* **WHAT IS BEING ASKED**: Repeat each line exactly, leaving nothing out.

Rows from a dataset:
┄┄┄┄┄┄

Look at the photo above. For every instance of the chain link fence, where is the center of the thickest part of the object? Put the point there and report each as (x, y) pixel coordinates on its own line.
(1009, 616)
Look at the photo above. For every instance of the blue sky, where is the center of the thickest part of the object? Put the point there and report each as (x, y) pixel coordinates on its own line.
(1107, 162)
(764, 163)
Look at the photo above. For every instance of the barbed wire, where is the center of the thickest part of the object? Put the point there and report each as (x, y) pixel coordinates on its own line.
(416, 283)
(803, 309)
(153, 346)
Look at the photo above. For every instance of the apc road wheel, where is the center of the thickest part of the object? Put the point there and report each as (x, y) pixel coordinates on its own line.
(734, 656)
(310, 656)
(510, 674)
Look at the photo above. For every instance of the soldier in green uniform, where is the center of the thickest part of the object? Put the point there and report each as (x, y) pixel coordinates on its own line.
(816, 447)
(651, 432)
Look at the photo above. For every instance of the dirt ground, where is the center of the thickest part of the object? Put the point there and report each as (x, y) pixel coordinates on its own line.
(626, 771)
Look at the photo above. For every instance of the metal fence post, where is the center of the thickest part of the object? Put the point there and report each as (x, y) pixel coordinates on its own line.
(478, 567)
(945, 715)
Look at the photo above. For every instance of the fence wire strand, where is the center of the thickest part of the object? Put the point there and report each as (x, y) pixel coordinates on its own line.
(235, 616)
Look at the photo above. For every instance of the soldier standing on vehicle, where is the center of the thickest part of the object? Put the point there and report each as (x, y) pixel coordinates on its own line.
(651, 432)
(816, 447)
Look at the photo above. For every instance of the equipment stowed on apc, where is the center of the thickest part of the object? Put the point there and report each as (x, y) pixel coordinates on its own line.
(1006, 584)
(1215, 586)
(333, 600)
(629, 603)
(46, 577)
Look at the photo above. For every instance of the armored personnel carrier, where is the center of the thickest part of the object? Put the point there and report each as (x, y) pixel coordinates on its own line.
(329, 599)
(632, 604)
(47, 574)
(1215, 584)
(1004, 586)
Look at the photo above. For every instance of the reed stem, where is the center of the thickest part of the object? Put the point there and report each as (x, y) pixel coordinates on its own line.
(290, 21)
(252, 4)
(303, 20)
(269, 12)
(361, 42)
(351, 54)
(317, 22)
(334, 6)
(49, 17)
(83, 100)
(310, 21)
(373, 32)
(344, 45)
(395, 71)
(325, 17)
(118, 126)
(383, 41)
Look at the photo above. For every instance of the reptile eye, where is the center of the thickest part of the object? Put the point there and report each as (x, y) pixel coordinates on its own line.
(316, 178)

┄┄┄┄┄┄

* **SOLUTION TO THIS PROBLEM**:
Look at the photo above. For every instance of the chain link fence, where is the center of the thickest part of the object? Put the point there and report each as (x, y) pixel coordinates on its own line.
(1009, 616)
Look at the photo above. For every instance of the blue sky, where is the center of the thickest part of the object? Put the point there and report each as (x, y) pixel coordinates on its own line.
(1107, 162)
(764, 163)
Look at the photo above. For every instance of the barbed wire, where is the center of the thickest part of the object? Put the point there and report each as (x, y) pixel coordinates on its own line.
(416, 283)
(803, 309)
(153, 346)
Look at the photo above. For every instance of the apc road wheel, where is the center of the thickest part of the object? Put the point there and report each as (x, y) pixel coordinates on its own line.
(734, 656)
(310, 656)
(510, 674)
Look at the photo above. For every instance of the soldier in green uniform, where is the center of the thickest part of the object? Put the point there and report each as (x, y) pixel coordinates on its own line.
(816, 447)
(651, 432)
Look at the photo above. For every instance of the dirt ground, where is the center of the thickest part of the object? Put the point there and report each as (x, y) pixel coordinates on its own line.
(626, 771)
Look at the photo above. For every instance of the metal fence post, where is the center of the thickest part of the object? Put the point there and report each as (x, y) pixel coordinates on its own line.
(478, 567)
(945, 715)
Look at the photo above. For every instance of the fence wire strand, where is the center of the thickest part of the object? Put the point there and report each as (x, y) pixel coordinates on its own line.
(235, 616)
Look at the photo above. For every instance of the soldier standing on vehicle, where is the center of the thickest part of the object? Put the point there and report each as (x, y) pixel coordinates on its own line.
(651, 432)
(816, 447)
Look at the photo above. For every instance of the equipment stowed on apc, where is the center of the thickest part of the object? Put the point there and report each as (x, y) pixel coordinates on its own line.
(1006, 584)
(1215, 586)
(333, 600)
(629, 603)
(46, 577)
Look at the photo above. For every instance of the armored personnel carrier, where is the center of the thickest part of the object? Put the point there and report each as (x, y) pixel coordinates on its own line.
(329, 599)
(632, 604)
(47, 574)
(1215, 584)
(1004, 586)
Look at the photo above. For every instance of the reed stem, where is the center of the thickest part of the object? Put the point there and report each as (x, y) pixel coordinates on its own line.
(290, 21)
(252, 4)
(303, 20)
(269, 12)
(361, 42)
(351, 54)
(317, 22)
(334, 6)
(49, 17)
(83, 100)
(310, 21)
(373, 32)
(344, 45)
(395, 71)
(325, 17)
(118, 126)
(383, 41)
Look at the photo above. For every instance of the reptile eye, where is the center of the thickest part of the object? Put the point there and report each as (x, y) pixel coordinates on its own line.
(316, 178)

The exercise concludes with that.